- [SET TASK 1]: In the travel essay below, replace "blizzard" with "snowstorm" and write out the passage that begins at "Central Park in" and ends after "write about here.".

- [SOURCE]:
------------------------------------------------------------

The room reminded me of smoky, closet-sized jazz clubs I frequented many decades ago as a wide-eyed student making my first big-city forays (of course, in 21st century New York, the smoke was only in my mind). It also recalled descriptions I'd read of the beatnik poetry reading scene in San Francisco's North Beach during the 1950s. The Arena is a wonderful space for people to share and celebrate a passion, in this case, a passion for travel and for writing that transports us to other places. After the reading, there was a break to go upstairs and crowd around the bar and down more libations, then we all filed back down, mojitos and Guinness in hand, for a question-and-answer session. It was a simple and magnificent evening shared with fellow travel addicts. Restless Legs at the Lolita Bar – check it out.
Central Park in winter
I arrived in New York on the day that the great blizzard of 2010 dumped two feet of snow and more on the city and surrounds. Two mornings later I went for a walk through Central Park with my daughter, who had taken the train in from grad school studies on Long Island for the Restless Legs reading. Being in the land of seeing-my-daughter-as-a-full-fledged-adult-for-the-first-time was a very new and wonderful place, but that's not the place I want to write about here.

------------------------------------------------------------

- [EXERCISE MATERIAL]:
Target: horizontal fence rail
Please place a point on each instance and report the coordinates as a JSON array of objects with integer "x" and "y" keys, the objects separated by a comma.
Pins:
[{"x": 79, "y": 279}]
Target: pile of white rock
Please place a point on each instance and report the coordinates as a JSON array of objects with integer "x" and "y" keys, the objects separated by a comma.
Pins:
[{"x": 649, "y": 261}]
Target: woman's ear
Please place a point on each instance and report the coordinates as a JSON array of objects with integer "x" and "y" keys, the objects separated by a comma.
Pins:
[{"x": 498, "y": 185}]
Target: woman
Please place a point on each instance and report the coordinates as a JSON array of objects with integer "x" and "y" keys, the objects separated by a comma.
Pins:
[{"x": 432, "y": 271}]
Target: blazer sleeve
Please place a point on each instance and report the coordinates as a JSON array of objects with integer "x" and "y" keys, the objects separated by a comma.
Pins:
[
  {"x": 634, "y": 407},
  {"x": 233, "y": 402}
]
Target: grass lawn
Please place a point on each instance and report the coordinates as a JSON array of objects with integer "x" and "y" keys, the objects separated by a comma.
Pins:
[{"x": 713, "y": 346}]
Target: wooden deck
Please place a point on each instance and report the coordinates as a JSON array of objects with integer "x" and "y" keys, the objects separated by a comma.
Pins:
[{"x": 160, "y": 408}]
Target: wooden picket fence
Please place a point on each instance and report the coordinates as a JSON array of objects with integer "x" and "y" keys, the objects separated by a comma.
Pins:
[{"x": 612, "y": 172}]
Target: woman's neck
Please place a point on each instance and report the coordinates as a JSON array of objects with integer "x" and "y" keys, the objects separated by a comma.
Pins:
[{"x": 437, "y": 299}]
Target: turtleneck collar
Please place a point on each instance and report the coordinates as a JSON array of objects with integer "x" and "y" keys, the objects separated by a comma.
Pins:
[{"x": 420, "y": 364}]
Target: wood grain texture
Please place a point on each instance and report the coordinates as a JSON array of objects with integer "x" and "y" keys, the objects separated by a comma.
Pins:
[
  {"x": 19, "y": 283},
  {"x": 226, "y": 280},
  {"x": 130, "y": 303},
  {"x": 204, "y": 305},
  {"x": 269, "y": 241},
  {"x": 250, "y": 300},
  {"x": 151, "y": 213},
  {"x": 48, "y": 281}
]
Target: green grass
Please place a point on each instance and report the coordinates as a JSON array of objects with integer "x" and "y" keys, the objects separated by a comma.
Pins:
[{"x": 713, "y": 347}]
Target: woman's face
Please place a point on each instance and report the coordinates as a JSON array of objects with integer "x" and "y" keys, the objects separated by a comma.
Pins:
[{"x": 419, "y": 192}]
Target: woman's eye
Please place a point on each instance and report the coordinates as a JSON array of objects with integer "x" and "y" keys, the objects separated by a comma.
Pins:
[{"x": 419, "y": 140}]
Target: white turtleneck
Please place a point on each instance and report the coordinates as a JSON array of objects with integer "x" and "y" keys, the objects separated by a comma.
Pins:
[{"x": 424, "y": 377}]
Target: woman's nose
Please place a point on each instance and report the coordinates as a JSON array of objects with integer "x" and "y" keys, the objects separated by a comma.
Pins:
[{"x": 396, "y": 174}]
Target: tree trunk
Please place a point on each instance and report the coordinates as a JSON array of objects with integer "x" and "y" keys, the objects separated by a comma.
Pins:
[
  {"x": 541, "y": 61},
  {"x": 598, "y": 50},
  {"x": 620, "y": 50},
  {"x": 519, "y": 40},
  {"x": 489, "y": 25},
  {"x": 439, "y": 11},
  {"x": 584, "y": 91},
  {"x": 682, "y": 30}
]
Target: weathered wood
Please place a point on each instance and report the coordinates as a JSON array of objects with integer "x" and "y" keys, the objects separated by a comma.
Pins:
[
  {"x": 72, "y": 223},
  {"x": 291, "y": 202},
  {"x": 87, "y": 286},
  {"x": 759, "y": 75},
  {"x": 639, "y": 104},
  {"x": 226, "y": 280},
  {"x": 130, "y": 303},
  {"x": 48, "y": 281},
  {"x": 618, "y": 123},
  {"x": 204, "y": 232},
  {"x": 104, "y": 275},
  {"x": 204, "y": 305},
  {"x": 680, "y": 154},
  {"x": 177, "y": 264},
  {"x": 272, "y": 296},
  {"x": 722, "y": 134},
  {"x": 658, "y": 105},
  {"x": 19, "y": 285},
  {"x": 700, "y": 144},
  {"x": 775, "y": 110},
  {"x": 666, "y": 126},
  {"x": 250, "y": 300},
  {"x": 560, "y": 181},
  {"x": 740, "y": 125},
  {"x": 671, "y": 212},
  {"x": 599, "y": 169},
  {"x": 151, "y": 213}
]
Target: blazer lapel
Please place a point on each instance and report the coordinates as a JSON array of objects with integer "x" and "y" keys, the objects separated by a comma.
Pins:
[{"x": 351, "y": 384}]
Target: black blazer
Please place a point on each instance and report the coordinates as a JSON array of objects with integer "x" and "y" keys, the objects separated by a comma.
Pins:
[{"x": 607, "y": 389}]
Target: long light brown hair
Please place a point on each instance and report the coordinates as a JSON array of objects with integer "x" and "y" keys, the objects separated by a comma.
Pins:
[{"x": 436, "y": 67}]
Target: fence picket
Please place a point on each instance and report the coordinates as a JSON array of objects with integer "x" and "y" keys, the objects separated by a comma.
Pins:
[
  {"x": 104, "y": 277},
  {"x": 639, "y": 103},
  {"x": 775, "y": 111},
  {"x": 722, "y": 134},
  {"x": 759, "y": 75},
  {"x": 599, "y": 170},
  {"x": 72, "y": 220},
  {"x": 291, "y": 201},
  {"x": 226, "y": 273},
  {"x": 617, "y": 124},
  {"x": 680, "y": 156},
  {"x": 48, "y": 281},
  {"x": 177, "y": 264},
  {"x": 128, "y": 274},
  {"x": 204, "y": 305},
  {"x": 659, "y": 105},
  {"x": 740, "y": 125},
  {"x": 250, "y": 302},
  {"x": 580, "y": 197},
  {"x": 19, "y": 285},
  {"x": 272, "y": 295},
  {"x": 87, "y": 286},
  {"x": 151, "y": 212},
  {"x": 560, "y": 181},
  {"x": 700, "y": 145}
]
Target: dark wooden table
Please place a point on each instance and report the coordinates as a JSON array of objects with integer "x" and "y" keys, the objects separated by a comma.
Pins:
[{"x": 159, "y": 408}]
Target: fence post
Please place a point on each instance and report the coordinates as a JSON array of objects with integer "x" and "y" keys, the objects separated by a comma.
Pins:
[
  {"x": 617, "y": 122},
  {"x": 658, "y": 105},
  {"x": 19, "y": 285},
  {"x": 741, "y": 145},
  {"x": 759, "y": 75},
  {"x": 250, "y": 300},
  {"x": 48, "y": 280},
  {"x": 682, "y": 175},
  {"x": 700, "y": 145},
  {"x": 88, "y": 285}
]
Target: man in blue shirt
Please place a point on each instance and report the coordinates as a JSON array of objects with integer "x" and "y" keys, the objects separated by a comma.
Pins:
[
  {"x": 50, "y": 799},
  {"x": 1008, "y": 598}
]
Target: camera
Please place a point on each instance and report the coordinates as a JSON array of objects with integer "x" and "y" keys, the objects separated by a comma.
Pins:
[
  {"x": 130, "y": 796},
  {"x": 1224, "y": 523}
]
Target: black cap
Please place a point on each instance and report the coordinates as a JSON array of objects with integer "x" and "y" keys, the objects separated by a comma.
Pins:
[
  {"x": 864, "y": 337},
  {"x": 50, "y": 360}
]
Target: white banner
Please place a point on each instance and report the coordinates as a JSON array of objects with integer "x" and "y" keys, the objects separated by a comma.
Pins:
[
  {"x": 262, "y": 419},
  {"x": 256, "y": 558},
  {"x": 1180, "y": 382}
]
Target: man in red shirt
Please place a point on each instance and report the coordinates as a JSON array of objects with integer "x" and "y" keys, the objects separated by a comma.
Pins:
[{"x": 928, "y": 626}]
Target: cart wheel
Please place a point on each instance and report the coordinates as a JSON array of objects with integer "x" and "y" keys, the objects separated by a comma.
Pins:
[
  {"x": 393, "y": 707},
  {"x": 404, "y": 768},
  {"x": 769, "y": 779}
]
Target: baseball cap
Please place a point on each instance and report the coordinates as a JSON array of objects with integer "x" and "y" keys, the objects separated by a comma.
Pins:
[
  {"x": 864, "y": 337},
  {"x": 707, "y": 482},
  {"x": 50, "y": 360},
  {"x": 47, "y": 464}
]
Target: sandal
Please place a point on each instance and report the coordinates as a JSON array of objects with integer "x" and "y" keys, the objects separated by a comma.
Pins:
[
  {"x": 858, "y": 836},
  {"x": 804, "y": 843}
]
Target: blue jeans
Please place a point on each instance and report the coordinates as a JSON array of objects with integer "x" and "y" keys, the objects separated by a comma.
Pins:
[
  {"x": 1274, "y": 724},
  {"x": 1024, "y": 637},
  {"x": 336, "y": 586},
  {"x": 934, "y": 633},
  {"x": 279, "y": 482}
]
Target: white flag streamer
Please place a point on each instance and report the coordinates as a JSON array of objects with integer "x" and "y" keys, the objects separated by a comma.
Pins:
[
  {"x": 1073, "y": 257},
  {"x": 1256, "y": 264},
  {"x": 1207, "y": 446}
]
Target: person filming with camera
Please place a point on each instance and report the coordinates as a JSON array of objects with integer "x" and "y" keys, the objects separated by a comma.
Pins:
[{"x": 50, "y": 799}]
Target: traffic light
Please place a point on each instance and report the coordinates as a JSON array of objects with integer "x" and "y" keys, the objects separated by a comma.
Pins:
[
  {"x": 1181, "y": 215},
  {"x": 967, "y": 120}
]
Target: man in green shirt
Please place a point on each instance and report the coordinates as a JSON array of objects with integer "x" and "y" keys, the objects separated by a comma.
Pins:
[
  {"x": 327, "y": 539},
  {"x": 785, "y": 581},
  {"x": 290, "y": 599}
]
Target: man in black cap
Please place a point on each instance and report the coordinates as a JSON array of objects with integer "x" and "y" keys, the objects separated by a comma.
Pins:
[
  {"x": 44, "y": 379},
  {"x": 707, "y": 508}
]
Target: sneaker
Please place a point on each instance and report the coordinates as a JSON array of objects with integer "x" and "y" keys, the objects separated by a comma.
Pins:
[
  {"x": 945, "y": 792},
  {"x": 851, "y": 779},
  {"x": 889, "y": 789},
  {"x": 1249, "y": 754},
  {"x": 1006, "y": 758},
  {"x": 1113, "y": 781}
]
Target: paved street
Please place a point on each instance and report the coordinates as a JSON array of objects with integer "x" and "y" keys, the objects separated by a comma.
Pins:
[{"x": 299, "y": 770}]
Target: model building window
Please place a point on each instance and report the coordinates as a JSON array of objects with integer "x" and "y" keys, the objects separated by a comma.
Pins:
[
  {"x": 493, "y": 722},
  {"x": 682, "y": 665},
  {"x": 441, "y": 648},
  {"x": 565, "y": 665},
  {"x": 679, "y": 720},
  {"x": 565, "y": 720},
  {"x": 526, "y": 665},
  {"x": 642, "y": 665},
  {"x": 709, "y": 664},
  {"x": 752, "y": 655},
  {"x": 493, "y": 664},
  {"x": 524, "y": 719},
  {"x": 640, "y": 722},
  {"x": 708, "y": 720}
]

------------------------------------------------------------

- [SET TASK 2]: Report each line of the records above that contains the word "grass".

- [WORKED SOLUTION 1]:
Central Park in winter
I arrived in New York on the day that the great snowstorm of 2010 dumped two feet of snow and more on the city and surrounds. Two mornings later I went for a walk through Central Park with my daughter, who had taken the train in from grad school studies on Long Island for the Restless Legs reading. Being in the land of seeing-my-daughter-as-a-full-fledged-adult-for-the-first-time was a very new and wonderful place, but that's not the place I want to write about here.

- [WORKED SOLUTION 2]:
Target: grass lawn
Target: green grass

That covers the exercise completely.